AIM: Print the line that contains "If you could mark the painting" and every line after it through the last line of the records below, exactly as written and nothing else.

----------------

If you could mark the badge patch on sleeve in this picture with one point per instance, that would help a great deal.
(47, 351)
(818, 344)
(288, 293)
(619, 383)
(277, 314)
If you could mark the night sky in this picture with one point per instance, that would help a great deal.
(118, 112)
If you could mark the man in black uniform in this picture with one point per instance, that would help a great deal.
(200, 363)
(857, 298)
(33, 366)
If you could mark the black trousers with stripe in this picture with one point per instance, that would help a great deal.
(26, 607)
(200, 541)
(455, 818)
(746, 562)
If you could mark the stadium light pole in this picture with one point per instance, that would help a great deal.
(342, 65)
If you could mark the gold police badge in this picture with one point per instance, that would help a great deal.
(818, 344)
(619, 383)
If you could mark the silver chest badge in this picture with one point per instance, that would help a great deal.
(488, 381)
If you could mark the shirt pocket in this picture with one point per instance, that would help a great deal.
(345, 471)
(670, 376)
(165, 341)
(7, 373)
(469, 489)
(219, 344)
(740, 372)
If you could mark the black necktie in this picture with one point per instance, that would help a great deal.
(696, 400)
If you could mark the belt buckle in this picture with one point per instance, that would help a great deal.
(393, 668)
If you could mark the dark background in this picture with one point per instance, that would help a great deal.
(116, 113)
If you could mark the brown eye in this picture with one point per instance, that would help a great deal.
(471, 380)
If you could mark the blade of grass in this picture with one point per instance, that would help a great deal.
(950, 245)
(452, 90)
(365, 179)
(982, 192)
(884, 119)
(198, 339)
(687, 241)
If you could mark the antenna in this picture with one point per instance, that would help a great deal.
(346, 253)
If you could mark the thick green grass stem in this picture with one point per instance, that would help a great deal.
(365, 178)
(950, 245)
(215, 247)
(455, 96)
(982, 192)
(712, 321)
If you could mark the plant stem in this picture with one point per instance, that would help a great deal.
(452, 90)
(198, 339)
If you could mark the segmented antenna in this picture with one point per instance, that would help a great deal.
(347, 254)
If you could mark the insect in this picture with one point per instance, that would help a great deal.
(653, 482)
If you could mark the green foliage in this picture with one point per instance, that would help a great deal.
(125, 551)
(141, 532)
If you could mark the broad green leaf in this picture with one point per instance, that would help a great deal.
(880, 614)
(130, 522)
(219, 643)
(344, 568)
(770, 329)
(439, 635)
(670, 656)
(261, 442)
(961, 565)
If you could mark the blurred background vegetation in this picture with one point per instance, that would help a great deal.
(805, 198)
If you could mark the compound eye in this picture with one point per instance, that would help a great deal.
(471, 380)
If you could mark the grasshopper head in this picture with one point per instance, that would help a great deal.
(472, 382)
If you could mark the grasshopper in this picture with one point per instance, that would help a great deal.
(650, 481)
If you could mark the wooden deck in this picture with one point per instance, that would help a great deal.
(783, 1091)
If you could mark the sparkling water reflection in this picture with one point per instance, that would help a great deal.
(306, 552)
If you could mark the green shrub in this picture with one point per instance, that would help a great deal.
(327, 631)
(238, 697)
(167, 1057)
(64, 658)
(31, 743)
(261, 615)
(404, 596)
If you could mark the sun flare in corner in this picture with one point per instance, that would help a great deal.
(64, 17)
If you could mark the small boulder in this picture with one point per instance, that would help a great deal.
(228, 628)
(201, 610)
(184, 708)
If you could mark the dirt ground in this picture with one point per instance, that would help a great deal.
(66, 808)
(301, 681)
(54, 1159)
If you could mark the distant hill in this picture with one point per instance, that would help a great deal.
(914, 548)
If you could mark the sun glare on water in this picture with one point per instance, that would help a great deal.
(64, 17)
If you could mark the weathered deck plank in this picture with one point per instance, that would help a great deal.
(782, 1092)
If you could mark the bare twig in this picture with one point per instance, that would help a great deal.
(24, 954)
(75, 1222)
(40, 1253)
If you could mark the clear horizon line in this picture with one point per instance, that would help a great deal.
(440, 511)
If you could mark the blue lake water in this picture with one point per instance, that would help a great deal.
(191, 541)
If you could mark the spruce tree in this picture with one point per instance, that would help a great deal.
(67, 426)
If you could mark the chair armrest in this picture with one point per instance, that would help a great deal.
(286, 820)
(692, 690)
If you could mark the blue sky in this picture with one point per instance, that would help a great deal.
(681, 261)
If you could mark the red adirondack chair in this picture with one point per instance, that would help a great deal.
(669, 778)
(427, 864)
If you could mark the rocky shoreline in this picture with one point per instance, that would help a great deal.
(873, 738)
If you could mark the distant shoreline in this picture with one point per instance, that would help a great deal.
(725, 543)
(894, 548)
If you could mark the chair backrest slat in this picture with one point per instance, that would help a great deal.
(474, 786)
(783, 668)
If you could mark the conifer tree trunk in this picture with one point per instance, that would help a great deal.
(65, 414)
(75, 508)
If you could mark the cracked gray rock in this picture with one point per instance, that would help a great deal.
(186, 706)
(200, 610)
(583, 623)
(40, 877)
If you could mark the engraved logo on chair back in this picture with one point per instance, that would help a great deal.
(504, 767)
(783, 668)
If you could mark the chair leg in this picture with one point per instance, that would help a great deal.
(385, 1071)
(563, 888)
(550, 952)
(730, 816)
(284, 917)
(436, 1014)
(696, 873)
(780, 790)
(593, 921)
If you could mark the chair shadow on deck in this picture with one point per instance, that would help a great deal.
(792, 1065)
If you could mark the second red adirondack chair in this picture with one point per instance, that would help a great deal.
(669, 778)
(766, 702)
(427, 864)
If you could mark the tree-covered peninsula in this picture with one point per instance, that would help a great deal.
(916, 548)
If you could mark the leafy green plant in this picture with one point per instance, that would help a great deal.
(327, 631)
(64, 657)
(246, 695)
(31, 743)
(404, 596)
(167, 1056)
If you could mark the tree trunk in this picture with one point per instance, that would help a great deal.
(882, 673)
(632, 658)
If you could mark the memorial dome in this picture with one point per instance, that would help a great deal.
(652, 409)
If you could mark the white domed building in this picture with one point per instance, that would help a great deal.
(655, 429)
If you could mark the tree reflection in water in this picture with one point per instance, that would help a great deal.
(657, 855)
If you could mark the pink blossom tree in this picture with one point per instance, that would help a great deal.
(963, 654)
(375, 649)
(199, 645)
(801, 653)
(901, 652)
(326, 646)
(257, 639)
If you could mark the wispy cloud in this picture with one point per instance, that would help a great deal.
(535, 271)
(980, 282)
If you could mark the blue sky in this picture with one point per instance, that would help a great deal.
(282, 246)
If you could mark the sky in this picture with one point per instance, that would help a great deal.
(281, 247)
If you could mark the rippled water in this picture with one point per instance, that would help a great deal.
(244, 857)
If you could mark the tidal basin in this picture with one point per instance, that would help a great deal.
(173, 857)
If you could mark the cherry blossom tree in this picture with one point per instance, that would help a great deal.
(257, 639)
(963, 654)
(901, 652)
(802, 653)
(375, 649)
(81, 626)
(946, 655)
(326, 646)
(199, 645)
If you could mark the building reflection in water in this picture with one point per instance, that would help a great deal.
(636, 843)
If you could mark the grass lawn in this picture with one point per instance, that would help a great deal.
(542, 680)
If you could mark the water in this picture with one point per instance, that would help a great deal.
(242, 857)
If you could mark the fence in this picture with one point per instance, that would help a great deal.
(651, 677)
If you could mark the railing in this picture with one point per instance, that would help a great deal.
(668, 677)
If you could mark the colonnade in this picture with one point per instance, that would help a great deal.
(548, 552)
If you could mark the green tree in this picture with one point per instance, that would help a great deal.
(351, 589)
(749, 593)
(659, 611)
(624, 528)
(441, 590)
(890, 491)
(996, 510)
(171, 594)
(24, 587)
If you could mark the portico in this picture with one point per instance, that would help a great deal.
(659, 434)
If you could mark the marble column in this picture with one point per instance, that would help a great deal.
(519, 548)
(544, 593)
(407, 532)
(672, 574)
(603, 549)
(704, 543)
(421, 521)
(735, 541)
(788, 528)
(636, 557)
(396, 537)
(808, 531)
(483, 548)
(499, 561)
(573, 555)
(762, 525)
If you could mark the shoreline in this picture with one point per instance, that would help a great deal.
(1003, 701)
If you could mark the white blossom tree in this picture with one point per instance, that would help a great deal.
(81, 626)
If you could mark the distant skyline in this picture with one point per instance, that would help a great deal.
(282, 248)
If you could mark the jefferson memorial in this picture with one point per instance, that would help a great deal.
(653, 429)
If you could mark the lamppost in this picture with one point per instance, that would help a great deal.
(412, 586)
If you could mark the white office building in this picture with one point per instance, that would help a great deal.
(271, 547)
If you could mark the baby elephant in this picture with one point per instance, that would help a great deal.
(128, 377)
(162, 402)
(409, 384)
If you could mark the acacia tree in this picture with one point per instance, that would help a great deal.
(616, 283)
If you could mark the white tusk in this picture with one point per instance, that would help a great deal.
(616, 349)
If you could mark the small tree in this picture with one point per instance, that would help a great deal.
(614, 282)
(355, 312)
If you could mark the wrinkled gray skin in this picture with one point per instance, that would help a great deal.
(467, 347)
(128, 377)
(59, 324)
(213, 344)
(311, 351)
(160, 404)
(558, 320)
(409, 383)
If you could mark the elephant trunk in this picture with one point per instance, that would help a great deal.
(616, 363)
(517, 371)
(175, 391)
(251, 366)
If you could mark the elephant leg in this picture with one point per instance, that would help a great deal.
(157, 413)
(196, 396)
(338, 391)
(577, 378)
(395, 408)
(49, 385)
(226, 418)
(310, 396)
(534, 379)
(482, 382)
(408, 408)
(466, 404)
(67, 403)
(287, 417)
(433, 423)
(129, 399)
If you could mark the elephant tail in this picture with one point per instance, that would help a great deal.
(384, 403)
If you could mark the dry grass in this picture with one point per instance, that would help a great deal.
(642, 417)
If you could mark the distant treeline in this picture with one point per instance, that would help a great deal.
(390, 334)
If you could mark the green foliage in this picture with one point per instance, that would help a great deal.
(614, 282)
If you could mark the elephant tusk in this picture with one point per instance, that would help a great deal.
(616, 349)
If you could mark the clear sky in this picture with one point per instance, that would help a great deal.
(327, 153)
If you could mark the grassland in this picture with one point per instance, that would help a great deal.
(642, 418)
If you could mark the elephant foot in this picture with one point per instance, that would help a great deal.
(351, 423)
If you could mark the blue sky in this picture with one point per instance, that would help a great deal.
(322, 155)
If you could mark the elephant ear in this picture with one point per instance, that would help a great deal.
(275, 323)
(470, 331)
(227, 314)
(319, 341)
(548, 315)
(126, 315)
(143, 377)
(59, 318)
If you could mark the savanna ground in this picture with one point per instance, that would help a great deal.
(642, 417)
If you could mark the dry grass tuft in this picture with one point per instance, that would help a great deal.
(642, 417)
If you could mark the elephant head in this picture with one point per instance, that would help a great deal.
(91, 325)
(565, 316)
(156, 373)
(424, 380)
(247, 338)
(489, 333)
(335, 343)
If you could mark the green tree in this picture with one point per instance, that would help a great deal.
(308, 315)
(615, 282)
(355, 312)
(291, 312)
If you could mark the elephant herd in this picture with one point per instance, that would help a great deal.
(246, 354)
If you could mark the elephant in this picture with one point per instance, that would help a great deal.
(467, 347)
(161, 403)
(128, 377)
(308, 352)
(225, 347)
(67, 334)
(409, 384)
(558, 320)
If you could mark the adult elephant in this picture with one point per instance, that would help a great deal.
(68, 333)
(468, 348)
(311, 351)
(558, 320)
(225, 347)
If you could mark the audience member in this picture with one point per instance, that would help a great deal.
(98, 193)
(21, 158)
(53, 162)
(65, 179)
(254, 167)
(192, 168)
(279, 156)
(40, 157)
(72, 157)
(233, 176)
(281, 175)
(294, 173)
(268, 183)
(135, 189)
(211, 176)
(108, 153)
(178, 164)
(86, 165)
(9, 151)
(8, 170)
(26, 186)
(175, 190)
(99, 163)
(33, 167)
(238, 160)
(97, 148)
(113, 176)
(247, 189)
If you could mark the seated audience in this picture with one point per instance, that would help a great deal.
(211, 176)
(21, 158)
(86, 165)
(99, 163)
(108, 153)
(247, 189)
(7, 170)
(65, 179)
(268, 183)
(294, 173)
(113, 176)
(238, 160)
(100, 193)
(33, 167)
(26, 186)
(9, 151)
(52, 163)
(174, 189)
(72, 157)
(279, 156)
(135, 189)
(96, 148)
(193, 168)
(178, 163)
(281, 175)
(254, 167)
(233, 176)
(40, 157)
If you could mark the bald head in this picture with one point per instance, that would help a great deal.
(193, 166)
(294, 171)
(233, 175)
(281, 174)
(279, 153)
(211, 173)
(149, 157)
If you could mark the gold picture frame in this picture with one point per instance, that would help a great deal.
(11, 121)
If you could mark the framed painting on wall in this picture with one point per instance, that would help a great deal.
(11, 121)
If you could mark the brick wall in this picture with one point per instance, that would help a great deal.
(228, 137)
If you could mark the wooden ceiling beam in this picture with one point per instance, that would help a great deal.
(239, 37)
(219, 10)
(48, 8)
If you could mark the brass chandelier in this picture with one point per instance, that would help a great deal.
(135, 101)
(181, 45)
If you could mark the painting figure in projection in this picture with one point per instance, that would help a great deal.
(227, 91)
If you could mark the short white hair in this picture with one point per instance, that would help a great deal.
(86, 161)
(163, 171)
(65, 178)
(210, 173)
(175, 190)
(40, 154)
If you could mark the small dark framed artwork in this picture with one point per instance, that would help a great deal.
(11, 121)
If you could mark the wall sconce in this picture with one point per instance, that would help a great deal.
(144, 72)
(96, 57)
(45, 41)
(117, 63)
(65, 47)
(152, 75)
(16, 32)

----------------

RESPONSE FOR THIS EXERCISE:
If you could mark the painting figure in projection in this picture with one point per instance, that would help a great deal.
(227, 91)
If you could mark the short white hair in this picture with one point per instance, that would help a great deal.
(86, 161)
(163, 171)
(65, 178)
(210, 173)
(175, 190)
(40, 154)
If you could mark the small dark framed artwork in this picture with one point per instance, that would help a great deal.
(11, 121)
If you could mark the wall sconce in this picture with one point per instance, that would help a great deal.
(144, 72)
(96, 57)
(45, 41)
(117, 63)
(65, 47)
(152, 75)
(16, 32)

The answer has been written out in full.